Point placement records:

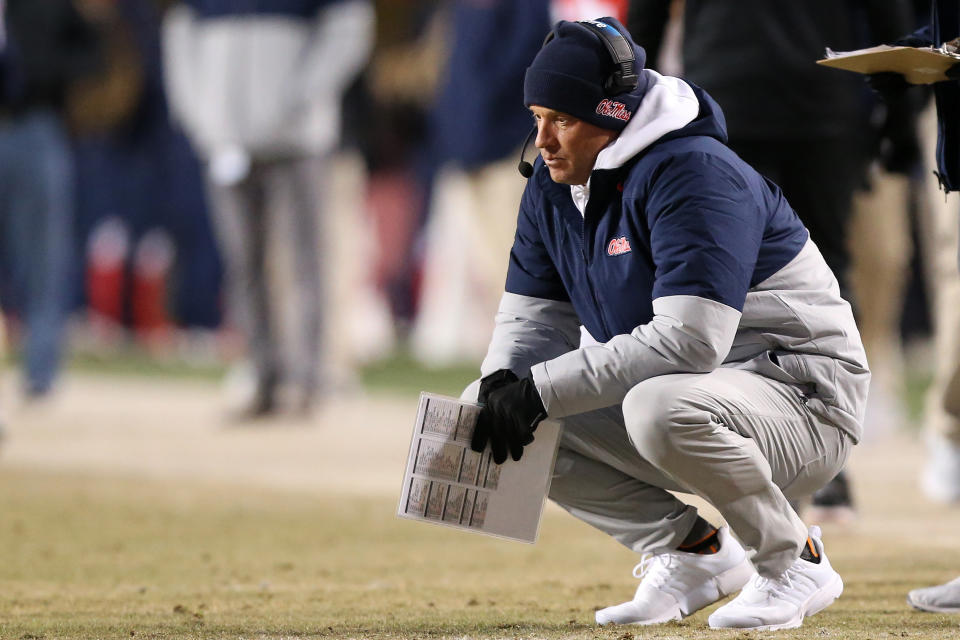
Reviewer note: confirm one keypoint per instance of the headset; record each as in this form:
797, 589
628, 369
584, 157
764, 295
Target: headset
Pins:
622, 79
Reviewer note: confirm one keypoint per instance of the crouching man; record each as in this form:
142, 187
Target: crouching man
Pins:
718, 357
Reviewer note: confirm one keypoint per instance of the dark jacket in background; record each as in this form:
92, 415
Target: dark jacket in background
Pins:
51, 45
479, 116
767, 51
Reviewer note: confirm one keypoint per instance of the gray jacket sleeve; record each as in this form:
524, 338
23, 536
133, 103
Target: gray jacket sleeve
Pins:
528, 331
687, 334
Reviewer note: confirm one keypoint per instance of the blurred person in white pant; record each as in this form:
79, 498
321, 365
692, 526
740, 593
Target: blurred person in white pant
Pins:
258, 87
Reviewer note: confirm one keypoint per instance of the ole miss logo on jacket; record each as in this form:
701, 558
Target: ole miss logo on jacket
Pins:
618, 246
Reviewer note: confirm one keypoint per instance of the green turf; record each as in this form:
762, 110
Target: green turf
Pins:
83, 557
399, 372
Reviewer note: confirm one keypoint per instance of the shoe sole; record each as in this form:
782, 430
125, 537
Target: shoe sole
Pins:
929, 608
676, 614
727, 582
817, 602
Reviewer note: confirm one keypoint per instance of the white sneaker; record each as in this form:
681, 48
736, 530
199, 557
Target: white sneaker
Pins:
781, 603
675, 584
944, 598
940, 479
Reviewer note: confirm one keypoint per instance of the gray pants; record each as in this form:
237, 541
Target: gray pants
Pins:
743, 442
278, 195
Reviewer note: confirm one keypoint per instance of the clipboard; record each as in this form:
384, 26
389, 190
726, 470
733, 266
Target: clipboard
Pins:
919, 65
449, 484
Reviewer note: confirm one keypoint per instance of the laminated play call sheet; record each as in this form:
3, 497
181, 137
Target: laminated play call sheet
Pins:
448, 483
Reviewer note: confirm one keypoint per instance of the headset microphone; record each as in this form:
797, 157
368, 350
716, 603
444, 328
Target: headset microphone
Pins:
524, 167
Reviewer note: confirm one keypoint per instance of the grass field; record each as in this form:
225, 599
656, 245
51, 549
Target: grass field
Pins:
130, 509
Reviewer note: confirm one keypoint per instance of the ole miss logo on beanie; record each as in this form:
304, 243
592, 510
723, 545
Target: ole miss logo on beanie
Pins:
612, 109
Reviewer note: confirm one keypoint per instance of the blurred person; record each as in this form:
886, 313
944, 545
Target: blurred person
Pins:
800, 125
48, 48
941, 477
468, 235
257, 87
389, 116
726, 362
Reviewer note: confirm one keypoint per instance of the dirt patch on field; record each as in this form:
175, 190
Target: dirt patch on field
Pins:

▶ **PROBLEM DESCRIPTION**
What needs duplicating is the run of lines from the one containing "logo on beanie;" through the last line of the entries above, exact and complete.

▶ **EXERCISE RESULT**
Reviewer note: confirm one keypoint per instance of the ole miss logo on beanie; record each as in this form:
304, 243
592, 510
723, 545
Target: ole miss logo on beanie
Pins:
612, 109
Reviewer note: confirm one keypoint per instance of the blurred person; record each as in this form:
886, 313
944, 545
Target: blurred person
Pins:
800, 125
48, 48
941, 477
468, 235
257, 87
389, 116
726, 362
Reviewer note: confirm one keypoint per instance of the dirt patch on field; record each as in this form:
175, 190
Target: dirt patch on field
Pins:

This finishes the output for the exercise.